EXCERPTED TEXT
——————————
FIG. 2 is a flowchart illustrating an ion beam etching method according to one or more embodiments. FIGS. 3A to 3C are cross-sectional views illustrating main processes of an ion beam etching method according to one or more embodiments

An ion beam etching method according to one or more embodiments may be introduced into a process for adjusting a sidewall profile of a plurality of stacks ST1. As illustrated in FIG. 3A, a plurality of stacks ST1 may be arranged at a constant pitch on a substrate 201. In one or more embodiments, the plurality of stacks ST1 may include a lower electrode layer 220, an upper electrode layer 260, and at least one dielectric layer 250 between the lower electrode layer 220 and the upper electrode layer 260. A patterning process for forming the stacks ST1 may be performed by an etching process using a mask pattern corresponding to the plurality of stacks. For example, such a patterning process may be performed by an ion beam etching process.

A main etching process using ion beam etching may be performed such that sidewalls of the plurality of stacks ST1 have a target angle of inclination. The main etching may be performed by rotating the substrate 201 while tilting an ion beam at a specific angle. As described above, such tilting and rotation may be performed by a position adjustor (180 in FIG. 1).

The main etching of one or more embodiments may include a first main etching in operation S11 and a second main etching in operation S12 by changing an incidence angle of the ion beam, to form sidewalls of a plurality of stacks ST2 having a desired profile while reducing a thickness (or an amount) of a conductive etching by-product (RM in FIG. 3B or RM′ in FIG. 3C) redeposited on the sidewalls of the stacks ST2.

First, as illustrated in FIG. 3A, the first main etching of operation S11 may including etching a plurality of stacks ST1 using a first ion beam IB1 at a first incidence angle θ1. In the first main etching, the plurality of stacks ST1 may be etched to approximate a desired side surface profile (e.g., the dotted line structure shown in FIG. 3A), to form stacks ST2 having a predetermined angle of inclination θa. For example, the first incidence angle θ1 of the first main etching may be in a range of 50° to 80°. The first ion beam IB1 used for the first main etching may have a sufficient intensity to partially etch the plurality of stacks ST1. For example, the intensity of the first ion beam IB1 may be in a range of about 500 V to about 5000 V.
——————————
WHAT YOU WILL DO
1. According to the etching excerpt, why is the main etching split into a first and a second main etching with a changed incidence angle of the ion beam? Answer in one to three sentences.
2. Reproduce the part of the etching excerpt starting with "A main etching" and going on through "the stacks ST2.".
Rely on nothing but the etching excerpt.
——————————
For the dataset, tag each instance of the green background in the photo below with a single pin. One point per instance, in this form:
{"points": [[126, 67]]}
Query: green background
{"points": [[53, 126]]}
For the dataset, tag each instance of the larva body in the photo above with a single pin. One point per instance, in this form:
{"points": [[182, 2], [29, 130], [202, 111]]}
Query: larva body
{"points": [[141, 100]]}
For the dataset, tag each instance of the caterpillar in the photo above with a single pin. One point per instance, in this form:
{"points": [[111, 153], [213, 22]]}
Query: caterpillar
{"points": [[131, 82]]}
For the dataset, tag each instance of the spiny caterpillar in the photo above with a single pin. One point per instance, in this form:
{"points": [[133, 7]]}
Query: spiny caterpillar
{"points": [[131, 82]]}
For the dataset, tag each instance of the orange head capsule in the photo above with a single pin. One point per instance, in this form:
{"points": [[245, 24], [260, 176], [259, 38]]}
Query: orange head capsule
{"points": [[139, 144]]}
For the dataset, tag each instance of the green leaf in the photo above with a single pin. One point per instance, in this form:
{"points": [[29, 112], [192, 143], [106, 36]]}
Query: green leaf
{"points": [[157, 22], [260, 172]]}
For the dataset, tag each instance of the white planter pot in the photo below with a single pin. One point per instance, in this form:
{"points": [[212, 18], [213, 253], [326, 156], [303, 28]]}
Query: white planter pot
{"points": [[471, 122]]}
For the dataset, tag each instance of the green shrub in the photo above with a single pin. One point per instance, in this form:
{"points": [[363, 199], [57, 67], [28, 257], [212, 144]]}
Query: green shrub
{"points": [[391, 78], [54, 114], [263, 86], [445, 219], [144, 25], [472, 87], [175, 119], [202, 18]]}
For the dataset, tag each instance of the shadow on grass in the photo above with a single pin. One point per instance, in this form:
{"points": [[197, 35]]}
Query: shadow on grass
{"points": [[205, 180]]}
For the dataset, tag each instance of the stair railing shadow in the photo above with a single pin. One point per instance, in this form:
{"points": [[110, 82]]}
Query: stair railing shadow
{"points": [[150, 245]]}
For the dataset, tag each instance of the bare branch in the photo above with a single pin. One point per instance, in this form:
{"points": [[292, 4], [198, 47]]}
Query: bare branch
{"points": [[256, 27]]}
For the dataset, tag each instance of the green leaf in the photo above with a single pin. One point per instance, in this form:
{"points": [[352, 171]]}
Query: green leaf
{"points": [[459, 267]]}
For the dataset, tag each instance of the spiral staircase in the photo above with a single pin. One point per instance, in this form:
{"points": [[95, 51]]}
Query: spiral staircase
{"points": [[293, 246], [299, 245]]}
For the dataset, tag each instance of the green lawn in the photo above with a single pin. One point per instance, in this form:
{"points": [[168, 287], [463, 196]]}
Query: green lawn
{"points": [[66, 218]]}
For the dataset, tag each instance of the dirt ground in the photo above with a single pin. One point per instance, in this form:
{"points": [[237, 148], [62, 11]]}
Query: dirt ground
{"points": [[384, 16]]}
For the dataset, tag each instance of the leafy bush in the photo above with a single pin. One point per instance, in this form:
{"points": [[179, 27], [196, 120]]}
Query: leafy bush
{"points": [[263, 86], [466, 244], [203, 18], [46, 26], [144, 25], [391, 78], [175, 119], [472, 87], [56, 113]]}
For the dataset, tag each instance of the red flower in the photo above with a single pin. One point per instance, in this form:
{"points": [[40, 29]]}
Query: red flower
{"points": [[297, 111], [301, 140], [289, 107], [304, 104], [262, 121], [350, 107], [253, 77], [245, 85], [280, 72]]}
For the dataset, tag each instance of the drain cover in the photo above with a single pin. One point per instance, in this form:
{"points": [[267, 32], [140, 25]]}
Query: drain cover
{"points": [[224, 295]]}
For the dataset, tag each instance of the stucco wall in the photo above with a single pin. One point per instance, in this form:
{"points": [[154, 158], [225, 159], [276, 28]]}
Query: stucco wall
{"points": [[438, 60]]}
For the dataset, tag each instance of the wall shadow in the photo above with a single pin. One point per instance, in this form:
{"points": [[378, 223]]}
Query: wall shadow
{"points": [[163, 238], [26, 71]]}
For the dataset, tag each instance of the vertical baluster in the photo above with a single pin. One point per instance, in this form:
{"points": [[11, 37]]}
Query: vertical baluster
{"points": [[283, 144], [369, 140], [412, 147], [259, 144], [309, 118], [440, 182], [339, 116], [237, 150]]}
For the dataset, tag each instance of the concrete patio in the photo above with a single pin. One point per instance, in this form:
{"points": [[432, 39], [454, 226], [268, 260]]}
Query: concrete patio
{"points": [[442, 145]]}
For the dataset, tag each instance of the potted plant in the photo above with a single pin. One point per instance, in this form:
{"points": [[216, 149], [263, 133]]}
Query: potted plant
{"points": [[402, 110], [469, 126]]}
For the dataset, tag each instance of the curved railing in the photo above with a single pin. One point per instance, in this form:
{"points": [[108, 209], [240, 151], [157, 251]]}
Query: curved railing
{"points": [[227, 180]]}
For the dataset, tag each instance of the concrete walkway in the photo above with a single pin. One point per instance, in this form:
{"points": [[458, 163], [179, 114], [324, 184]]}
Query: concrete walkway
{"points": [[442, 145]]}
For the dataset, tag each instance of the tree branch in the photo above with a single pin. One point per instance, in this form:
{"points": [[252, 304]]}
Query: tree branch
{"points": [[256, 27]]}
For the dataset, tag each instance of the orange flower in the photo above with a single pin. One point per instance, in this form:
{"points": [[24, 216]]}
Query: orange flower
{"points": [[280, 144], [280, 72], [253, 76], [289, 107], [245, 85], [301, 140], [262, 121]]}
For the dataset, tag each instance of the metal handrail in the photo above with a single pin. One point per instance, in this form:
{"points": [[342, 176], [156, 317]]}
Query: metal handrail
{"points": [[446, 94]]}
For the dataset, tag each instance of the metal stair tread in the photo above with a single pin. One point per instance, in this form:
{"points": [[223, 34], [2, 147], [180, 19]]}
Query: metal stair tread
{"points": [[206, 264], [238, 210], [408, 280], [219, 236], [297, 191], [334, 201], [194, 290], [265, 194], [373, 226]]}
——————————
ANSWERS PER TASK
1. Changing the incidence angle of the ion beam between the two etchings forms sidewalls of the stacks ST2 with a desired profile. It also reduces the thickness, or amount, of conductive etching by-product redeposited on those sidewalls.

2.
A main etching process using ion beam etching may be performed such that sidewalls of the plurality of stacks ST1 have a target angle of inclination. The main etching may be performed by rotating the substrate 201 while tilting an ion beam at a specific angle. As described above, such tilting and rotation may be performed by a position adjustor (180 in FIG. 1).

The main etching of one or more embodiments may include a first main etching in operation S11 and a second main etching in operation S12 by changing an incidence angle of the ion beam, to form sidewalls of a plurality of stacks ST2 having a desired profile while reducing a thickness (or an amount) of a conductive etching by-product (RM in FIG. 3B or RM′ in FIG. 3C) redeposited on the sidewalls of the stacks ST2.